EXERCISE OBJECTIVE:
Pick out each line in the records below that contains the string "house" with matching capitalization, and copy those lines.

## begin

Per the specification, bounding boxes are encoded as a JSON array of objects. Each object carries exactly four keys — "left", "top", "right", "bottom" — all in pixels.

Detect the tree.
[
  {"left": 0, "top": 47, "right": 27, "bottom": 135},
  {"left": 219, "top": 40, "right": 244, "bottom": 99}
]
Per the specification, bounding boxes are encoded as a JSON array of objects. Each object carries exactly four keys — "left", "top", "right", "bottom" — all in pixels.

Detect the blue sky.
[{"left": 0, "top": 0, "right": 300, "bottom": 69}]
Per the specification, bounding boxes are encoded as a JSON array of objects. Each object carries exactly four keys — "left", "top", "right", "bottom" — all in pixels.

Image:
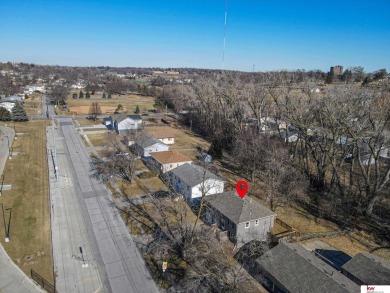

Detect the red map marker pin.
[{"left": 236, "top": 180, "right": 248, "bottom": 198}]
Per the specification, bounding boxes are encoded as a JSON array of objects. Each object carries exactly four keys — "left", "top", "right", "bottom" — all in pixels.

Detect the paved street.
[
  {"left": 48, "top": 119, "right": 158, "bottom": 293},
  {"left": 47, "top": 120, "right": 103, "bottom": 293},
  {"left": 0, "top": 126, "right": 44, "bottom": 293}
]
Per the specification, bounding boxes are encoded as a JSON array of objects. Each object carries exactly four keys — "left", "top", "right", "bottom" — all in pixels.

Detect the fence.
[{"left": 31, "top": 269, "right": 57, "bottom": 293}]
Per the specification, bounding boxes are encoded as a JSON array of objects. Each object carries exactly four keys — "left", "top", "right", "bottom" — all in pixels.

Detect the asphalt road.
[{"left": 51, "top": 119, "right": 158, "bottom": 293}]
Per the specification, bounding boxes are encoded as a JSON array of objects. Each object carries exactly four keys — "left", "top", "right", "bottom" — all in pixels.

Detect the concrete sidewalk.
[{"left": 0, "top": 126, "right": 45, "bottom": 293}]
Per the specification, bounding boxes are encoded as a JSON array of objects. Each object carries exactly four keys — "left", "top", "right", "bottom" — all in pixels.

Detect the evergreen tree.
[
  {"left": 12, "top": 103, "right": 28, "bottom": 121},
  {"left": 0, "top": 107, "right": 11, "bottom": 121}
]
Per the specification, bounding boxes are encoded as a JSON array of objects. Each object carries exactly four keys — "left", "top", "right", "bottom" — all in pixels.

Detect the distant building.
[{"left": 330, "top": 65, "right": 343, "bottom": 75}]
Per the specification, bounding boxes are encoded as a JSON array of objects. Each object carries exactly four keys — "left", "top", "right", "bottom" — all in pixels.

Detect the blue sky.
[{"left": 0, "top": 0, "right": 390, "bottom": 72}]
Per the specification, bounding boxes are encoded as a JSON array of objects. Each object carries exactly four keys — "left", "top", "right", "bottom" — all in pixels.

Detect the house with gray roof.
[
  {"left": 341, "top": 253, "right": 390, "bottom": 285},
  {"left": 167, "top": 163, "right": 224, "bottom": 204},
  {"left": 205, "top": 191, "right": 276, "bottom": 247},
  {"left": 103, "top": 114, "right": 142, "bottom": 135},
  {"left": 132, "top": 136, "right": 169, "bottom": 158},
  {"left": 254, "top": 243, "right": 360, "bottom": 293}
]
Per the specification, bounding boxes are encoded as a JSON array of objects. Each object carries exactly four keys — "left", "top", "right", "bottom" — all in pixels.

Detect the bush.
[{"left": 138, "top": 169, "right": 160, "bottom": 179}]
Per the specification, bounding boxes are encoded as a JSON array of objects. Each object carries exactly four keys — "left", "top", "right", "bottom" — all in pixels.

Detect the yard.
[
  {"left": 0, "top": 120, "right": 53, "bottom": 283},
  {"left": 117, "top": 177, "right": 168, "bottom": 197},
  {"left": 84, "top": 132, "right": 108, "bottom": 147},
  {"left": 147, "top": 126, "right": 210, "bottom": 161},
  {"left": 66, "top": 94, "right": 155, "bottom": 114}
]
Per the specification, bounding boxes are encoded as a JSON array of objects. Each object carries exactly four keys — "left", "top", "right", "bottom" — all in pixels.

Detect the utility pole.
[
  {"left": 52, "top": 118, "right": 59, "bottom": 182},
  {"left": 5, "top": 135, "right": 12, "bottom": 160},
  {"left": 0, "top": 174, "right": 4, "bottom": 196},
  {"left": 0, "top": 203, "right": 9, "bottom": 242},
  {"left": 14, "top": 120, "right": 18, "bottom": 139}
]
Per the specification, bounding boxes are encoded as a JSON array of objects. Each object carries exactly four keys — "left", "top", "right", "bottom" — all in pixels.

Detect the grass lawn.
[
  {"left": 86, "top": 132, "right": 108, "bottom": 147},
  {"left": 66, "top": 95, "right": 155, "bottom": 114},
  {"left": 0, "top": 120, "right": 53, "bottom": 283},
  {"left": 146, "top": 126, "right": 210, "bottom": 161},
  {"left": 74, "top": 118, "right": 102, "bottom": 126},
  {"left": 117, "top": 177, "right": 168, "bottom": 196}
]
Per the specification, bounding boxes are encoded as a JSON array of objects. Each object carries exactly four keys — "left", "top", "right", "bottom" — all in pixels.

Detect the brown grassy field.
[
  {"left": 86, "top": 133, "right": 108, "bottom": 147},
  {"left": 118, "top": 177, "right": 168, "bottom": 196},
  {"left": 147, "top": 126, "right": 210, "bottom": 161},
  {"left": 67, "top": 95, "right": 155, "bottom": 114},
  {"left": 0, "top": 120, "right": 53, "bottom": 282}
]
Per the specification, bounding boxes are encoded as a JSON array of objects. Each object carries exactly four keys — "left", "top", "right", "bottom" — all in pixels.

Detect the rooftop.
[
  {"left": 135, "top": 136, "right": 165, "bottom": 148},
  {"left": 205, "top": 191, "right": 276, "bottom": 224},
  {"left": 342, "top": 253, "right": 390, "bottom": 285},
  {"left": 256, "top": 243, "right": 360, "bottom": 293},
  {"left": 150, "top": 150, "right": 191, "bottom": 164},
  {"left": 171, "top": 163, "right": 223, "bottom": 187}
]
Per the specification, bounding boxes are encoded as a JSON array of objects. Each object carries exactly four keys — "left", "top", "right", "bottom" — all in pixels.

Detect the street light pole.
[
  {"left": 5, "top": 135, "right": 12, "bottom": 160},
  {"left": 14, "top": 120, "right": 18, "bottom": 139},
  {"left": 0, "top": 203, "right": 9, "bottom": 242},
  {"left": 0, "top": 174, "right": 4, "bottom": 196}
]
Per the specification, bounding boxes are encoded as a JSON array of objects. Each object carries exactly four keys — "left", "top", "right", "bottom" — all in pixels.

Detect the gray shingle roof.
[
  {"left": 115, "top": 114, "right": 142, "bottom": 123},
  {"left": 127, "top": 115, "right": 142, "bottom": 120},
  {"left": 171, "top": 163, "right": 223, "bottom": 187},
  {"left": 341, "top": 253, "right": 390, "bottom": 285},
  {"left": 205, "top": 191, "right": 276, "bottom": 224},
  {"left": 256, "top": 243, "right": 360, "bottom": 293},
  {"left": 135, "top": 136, "right": 165, "bottom": 148}
]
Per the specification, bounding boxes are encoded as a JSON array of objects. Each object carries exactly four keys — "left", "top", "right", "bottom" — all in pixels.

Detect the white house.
[
  {"left": 150, "top": 150, "right": 192, "bottom": 173},
  {"left": 167, "top": 163, "right": 224, "bottom": 204},
  {"left": 109, "top": 115, "right": 142, "bottom": 135},
  {"left": 147, "top": 126, "right": 175, "bottom": 144},
  {"left": 132, "top": 137, "right": 169, "bottom": 157}
]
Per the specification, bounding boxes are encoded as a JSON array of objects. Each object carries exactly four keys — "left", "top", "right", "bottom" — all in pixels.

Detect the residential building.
[
  {"left": 167, "top": 163, "right": 224, "bottom": 204},
  {"left": 255, "top": 242, "right": 360, "bottom": 293},
  {"left": 330, "top": 65, "right": 343, "bottom": 75},
  {"left": 149, "top": 150, "right": 192, "bottom": 173},
  {"left": 132, "top": 136, "right": 169, "bottom": 158},
  {"left": 205, "top": 191, "right": 276, "bottom": 247},
  {"left": 341, "top": 253, "right": 390, "bottom": 285},
  {"left": 146, "top": 126, "right": 175, "bottom": 144},
  {"left": 103, "top": 114, "right": 142, "bottom": 135}
]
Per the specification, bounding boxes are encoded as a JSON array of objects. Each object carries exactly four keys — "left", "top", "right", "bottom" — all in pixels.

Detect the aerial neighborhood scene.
[{"left": 0, "top": 0, "right": 390, "bottom": 293}]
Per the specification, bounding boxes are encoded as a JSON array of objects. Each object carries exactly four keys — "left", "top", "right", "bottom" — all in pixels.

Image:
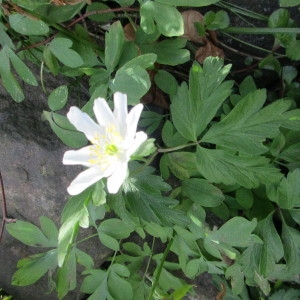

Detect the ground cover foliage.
[{"left": 0, "top": 0, "right": 300, "bottom": 300}]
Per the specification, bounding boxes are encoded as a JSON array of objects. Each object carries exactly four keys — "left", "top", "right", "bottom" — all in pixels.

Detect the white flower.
[{"left": 63, "top": 92, "right": 147, "bottom": 195}]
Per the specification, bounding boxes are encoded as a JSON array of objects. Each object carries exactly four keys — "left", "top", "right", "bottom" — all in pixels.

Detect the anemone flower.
[{"left": 63, "top": 92, "right": 147, "bottom": 195}]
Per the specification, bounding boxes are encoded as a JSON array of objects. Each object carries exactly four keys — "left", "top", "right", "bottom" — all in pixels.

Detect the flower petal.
[
  {"left": 127, "top": 103, "right": 144, "bottom": 140},
  {"left": 107, "top": 162, "right": 128, "bottom": 194},
  {"left": 67, "top": 167, "right": 107, "bottom": 196},
  {"left": 63, "top": 146, "right": 97, "bottom": 167},
  {"left": 94, "top": 98, "right": 115, "bottom": 126},
  {"left": 114, "top": 92, "right": 128, "bottom": 136},
  {"left": 67, "top": 106, "right": 103, "bottom": 142}
]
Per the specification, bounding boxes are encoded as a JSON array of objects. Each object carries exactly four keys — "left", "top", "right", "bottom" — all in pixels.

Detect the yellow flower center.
[{"left": 105, "top": 144, "right": 119, "bottom": 155}]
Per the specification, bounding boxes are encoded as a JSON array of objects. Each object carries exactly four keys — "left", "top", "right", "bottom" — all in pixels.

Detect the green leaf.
[
  {"left": 107, "top": 264, "right": 133, "bottom": 300},
  {"left": 92, "top": 180, "right": 106, "bottom": 206},
  {"left": 0, "top": 49, "right": 25, "bottom": 102},
  {"left": 105, "top": 21, "right": 125, "bottom": 73},
  {"left": 225, "top": 263, "right": 245, "bottom": 295},
  {"left": 6, "top": 217, "right": 57, "bottom": 247},
  {"left": 254, "top": 271, "right": 271, "bottom": 296},
  {"left": 257, "top": 212, "right": 284, "bottom": 278},
  {"left": 279, "top": 0, "right": 300, "bottom": 7},
  {"left": 48, "top": 37, "right": 83, "bottom": 68},
  {"left": 160, "top": 152, "right": 199, "bottom": 180},
  {"left": 40, "top": 216, "right": 58, "bottom": 245},
  {"left": 12, "top": 250, "right": 57, "bottom": 286},
  {"left": 203, "top": 10, "right": 230, "bottom": 30},
  {"left": 269, "top": 288, "right": 300, "bottom": 300},
  {"left": 75, "top": 248, "right": 94, "bottom": 269},
  {"left": 154, "top": 70, "right": 178, "bottom": 95},
  {"left": 196, "top": 146, "right": 282, "bottom": 189},
  {"left": 56, "top": 248, "right": 77, "bottom": 299},
  {"left": 48, "top": 85, "right": 69, "bottom": 111},
  {"left": 235, "top": 187, "right": 253, "bottom": 209},
  {"left": 86, "top": 2, "right": 115, "bottom": 24},
  {"left": 139, "top": 110, "right": 165, "bottom": 136},
  {"left": 170, "top": 82, "right": 197, "bottom": 141},
  {"left": 162, "top": 120, "right": 188, "bottom": 148},
  {"left": 111, "top": 53, "right": 156, "bottom": 105},
  {"left": 9, "top": 13, "right": 49, "bottom": 35},
  {"left": 140, "top": 1, "right": 184, "bottom": 37},
  {"left": 114, "top": 0, "right": 135, "bottom": 7},
  {"left": 36, "top": 0, "right": 86, "bottom": 23},
  {"left": 123, "top": 162, "right": 189, "bottom": 226},
  {"left": 42, "top": 111, "right": 87, "bottom": 148},
  {"left": 0, "top": 23, "right": 15, "bottom": 50},
  {"left": 281, "top": 222, "right": 300, "bottom": 275},
  {"left": 139, "top": 38, "right": 190, "bottom": 66},
  {"left": 110, "top": 66, "right": 151, "bottom": 105},
  {"left": 258, "top": 55, "right": 282, "bottom": 74},
  {"left": 80, "top": 269, "right": 108, "bottom": 300},
  {"left": 209, "top": 217, "right": 262, "bottom": 247},
  {"left": 182, "top": 178, "right": 225, "bottom": 207},
  {"left": 155, "top": 0, "right": 220, "bottom": 7},
  {"left": 43, "top": 46, "right": 59, "bottom": 75},
  {"left": 184, "top": 257, "right": 208, "bottom": 279},
  {"left": 171, "top": 57, "right": 233, "bottom": 141},
  {"left": 98, "top": 218, "right": 134, "bottom": 240},
  {"left": 286, "top": 40, "right": 300, "bottom": 60},
  {"left": 202, "top": 90, "right": 291, "bottom": 155},
  {"left": 3, "top": 46, "right": 38, "bottom": 86},
  {"left": 267, "top": 169, "right": 300, "bottom": 209},
  {"left": 131, "top": 139, "right": 156, "bottom": 160},
  {"left": 57, "top": 188, "right": 92, "bottom": 267},
  {"left": 282, "top": 66, "right": 298, "bottom": 85}
]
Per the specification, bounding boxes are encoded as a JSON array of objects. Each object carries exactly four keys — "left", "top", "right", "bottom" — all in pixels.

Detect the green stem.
[
  {"left": 157, "top": 141, "right": 200, "bottom": 153},
  {"left": 74, "top": 233, "right": 98, "bottom": 245},
  {"left": 222, "top": 27, "right": 300, "bottom": 34},
  {"left": 148, "top": 237, "right": 174, "bottom": 300},
  {"left": 143, "top": 237, "right": 155, "bottom": 281}
]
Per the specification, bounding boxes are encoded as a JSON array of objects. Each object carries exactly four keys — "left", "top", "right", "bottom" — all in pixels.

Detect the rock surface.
[{"left": 0, "top": 72, "right": 109, "bottom": 300}]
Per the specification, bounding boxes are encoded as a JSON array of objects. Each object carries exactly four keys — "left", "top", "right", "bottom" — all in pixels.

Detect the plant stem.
[
  {"left": 157, "top": 141, "right": 200, "bottom": 153},
  {"left": 74, "top": 233, "right": 98, "bottom": 245},
  {"left": 222, "top": 27, "right": 300, "bottom": 34},
  {"left": 148, "top": 236, "right": 174, "bottom": 300}
]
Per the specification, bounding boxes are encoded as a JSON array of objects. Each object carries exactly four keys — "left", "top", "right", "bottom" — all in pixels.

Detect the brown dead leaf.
[
  {"left": 195, "top": 40, "right": 225, "bottom": 64},
  {"left": 141, "top": 85, "right": 170, "bottom": 109},
  {"left": 181, "top": 10, "right": 206, "bottom": 44}
]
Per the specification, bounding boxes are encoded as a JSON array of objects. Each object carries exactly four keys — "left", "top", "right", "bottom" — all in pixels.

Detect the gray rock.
[{"left": 0, "top": 69, "right": 109, "bottom": 300}]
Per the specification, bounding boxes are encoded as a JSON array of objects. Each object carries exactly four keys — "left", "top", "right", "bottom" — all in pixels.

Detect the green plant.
[{"left": 0, "top": 0, "right": 300, "bottom": 300}]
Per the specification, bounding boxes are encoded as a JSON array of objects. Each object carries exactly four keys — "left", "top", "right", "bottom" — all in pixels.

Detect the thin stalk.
[
  {"left": 157, "top": 141, "right": 200, "bottom": 153},
  {"left": 222, "top": 27, "right": 300, "bottom": 34},
  {"left": 74, "top": 233, "right": 98, "bottom": 245},
  {"left": 143, "top": 237, "right": 155, "bottom": 281},
  {"left": 148, "top": 237, "right": 174, "bottom": 300},
  {"left": 215, "top": 1, "right": 268, "bottom": 21},
  {"left": 218, "top": 32, "right": 282, "bottom": 56}
]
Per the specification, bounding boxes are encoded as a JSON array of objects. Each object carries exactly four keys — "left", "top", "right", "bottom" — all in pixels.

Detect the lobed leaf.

## end

TASK SOLUTION:
Detect the house with gray roof.
Detect the white house.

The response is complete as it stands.